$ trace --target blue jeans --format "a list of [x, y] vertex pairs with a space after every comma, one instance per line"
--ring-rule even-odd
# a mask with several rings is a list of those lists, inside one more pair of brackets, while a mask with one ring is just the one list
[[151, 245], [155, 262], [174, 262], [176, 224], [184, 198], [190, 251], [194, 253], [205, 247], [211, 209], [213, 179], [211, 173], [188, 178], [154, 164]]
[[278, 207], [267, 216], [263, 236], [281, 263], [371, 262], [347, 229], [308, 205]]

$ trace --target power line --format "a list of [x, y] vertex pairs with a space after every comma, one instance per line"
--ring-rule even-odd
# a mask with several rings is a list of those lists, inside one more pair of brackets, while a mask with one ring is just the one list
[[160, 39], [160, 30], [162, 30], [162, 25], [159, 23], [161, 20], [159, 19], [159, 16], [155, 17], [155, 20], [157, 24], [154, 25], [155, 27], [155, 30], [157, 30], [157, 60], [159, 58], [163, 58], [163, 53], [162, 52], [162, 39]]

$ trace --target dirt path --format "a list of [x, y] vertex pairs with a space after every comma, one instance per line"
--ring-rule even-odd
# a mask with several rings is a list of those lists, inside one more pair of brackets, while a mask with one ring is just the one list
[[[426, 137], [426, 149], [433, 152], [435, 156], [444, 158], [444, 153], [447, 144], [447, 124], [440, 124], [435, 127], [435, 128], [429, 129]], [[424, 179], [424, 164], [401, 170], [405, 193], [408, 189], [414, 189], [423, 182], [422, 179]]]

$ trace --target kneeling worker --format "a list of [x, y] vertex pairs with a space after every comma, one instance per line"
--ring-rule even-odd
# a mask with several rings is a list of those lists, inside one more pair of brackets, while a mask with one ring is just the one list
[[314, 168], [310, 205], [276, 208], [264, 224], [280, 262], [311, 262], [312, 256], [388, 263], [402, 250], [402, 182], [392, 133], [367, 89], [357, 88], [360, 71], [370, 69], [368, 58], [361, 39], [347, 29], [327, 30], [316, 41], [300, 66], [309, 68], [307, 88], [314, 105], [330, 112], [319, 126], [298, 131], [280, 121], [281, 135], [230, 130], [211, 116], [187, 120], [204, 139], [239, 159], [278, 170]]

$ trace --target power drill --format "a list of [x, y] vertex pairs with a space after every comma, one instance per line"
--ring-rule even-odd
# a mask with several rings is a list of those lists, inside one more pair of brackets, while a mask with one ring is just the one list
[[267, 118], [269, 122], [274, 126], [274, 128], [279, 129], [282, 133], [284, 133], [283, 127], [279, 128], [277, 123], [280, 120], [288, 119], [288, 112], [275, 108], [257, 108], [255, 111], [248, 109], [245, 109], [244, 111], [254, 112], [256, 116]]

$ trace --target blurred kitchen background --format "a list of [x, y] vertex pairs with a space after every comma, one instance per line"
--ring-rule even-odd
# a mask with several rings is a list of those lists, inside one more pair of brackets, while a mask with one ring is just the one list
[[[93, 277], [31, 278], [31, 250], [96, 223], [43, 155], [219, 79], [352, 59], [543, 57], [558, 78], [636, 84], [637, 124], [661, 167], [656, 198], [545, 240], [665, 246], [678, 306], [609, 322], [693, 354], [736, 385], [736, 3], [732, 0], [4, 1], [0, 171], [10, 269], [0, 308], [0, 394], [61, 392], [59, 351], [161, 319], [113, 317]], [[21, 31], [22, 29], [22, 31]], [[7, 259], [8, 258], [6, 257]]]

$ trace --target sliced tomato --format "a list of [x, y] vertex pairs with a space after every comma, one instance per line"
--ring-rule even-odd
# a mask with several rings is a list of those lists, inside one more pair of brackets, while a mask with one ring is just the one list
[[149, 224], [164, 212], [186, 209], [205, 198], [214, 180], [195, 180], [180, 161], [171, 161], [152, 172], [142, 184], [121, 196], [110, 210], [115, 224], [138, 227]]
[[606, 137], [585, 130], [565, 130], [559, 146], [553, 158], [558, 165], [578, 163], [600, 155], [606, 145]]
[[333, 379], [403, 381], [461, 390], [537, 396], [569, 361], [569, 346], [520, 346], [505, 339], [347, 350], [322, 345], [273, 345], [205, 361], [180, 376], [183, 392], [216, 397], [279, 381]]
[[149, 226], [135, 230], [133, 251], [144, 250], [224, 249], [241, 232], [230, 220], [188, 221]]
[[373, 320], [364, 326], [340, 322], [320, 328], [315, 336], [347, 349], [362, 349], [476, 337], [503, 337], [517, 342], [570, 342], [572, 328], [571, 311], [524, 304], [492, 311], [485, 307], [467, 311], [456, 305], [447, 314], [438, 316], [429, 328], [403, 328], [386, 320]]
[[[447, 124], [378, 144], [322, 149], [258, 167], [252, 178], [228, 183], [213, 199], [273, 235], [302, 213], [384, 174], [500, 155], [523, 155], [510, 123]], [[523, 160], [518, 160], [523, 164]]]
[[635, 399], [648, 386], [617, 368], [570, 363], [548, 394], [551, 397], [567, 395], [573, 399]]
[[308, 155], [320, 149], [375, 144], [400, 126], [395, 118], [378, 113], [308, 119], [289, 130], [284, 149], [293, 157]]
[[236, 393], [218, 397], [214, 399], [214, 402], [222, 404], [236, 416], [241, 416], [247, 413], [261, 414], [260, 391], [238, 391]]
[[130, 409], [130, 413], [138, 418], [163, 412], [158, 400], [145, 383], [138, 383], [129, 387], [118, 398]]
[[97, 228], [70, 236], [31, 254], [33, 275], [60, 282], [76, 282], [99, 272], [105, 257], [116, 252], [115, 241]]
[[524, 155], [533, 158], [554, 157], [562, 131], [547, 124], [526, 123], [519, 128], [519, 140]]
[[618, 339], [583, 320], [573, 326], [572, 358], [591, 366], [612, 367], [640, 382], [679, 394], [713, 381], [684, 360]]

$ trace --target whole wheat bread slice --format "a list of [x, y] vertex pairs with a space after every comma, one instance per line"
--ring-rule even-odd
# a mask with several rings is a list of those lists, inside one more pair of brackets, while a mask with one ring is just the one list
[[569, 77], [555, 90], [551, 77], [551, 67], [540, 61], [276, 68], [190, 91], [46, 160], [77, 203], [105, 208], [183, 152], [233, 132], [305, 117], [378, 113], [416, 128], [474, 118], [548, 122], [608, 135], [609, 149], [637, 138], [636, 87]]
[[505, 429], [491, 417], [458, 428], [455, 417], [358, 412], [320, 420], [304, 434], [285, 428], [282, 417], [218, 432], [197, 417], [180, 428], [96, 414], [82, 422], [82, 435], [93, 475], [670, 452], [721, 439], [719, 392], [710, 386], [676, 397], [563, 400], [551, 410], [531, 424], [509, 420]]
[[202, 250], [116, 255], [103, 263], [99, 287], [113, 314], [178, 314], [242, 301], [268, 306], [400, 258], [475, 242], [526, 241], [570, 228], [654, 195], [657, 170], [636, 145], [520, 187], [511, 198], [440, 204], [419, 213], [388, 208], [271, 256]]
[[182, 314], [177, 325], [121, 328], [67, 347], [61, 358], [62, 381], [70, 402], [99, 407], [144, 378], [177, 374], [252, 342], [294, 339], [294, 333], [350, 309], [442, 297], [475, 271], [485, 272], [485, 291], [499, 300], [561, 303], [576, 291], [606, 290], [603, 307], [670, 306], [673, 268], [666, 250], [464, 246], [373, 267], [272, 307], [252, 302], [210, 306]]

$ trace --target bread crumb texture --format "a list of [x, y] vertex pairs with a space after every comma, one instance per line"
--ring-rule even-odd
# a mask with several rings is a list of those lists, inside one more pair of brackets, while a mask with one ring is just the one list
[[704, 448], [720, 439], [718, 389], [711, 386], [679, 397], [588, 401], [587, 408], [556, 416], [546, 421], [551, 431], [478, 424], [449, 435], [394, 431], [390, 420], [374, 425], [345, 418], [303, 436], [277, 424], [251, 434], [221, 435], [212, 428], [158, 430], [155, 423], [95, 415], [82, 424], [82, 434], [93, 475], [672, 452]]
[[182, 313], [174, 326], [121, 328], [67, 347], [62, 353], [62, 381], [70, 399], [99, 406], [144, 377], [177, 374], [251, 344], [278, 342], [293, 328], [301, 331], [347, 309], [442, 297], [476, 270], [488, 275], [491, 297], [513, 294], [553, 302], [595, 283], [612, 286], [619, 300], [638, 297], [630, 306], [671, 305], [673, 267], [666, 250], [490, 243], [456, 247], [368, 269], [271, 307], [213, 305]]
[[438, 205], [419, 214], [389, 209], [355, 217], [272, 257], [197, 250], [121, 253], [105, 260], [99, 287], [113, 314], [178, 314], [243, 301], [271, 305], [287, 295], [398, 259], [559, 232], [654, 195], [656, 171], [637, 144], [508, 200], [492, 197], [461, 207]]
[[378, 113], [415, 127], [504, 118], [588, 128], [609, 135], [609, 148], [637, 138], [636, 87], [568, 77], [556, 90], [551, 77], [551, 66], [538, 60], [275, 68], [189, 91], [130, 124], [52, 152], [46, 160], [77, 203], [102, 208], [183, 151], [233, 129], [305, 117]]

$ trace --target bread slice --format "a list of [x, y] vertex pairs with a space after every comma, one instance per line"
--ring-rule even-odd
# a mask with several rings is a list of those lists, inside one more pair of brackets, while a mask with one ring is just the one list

....

## Aim of the exercise
Reproduce the part of the records that opens with the line containing "trace --target dirt" and closes with the line containing "182], [422, 179]]]", substituting "nonzero" for "even-odd" and leaving everything else unchanged.

## The answer
$ trace --target dirt path --format "a list of [x, y] vertex pairs with a space after every comma, one instance per line"
--ring-rule nonzero
# a mask with several rings is a list of those lists, inside one more pair of brackets, while a mask with one ring is just the one list
[[[426, 137], [426, 149], [433, 152], [435, 156], [444, 158], [444, 153], [447, 144], [447, 124], [440, 124], [435, 127], [435, 128], [429, 129]], [[424, 179], [424, 164], [401, 170], [405, 193], [408, 189], [414, 189], [423, 182], [422, 179]]]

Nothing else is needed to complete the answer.